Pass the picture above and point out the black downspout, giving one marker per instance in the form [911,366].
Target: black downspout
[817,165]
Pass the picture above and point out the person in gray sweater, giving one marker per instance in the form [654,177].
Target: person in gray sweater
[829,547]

○ ○ ○

▶ [Exercise]: Each line from the one containing "Target: black downspout" to the end of the records should be echoed exactly, and no other line.

▶ [Completed task]:
Target: black downspout
[817,165]
Pass the picture above and point out the person in gray sweater, giving one marker per instance in the form [654,177].
Target: person in gray sweater
[829,547]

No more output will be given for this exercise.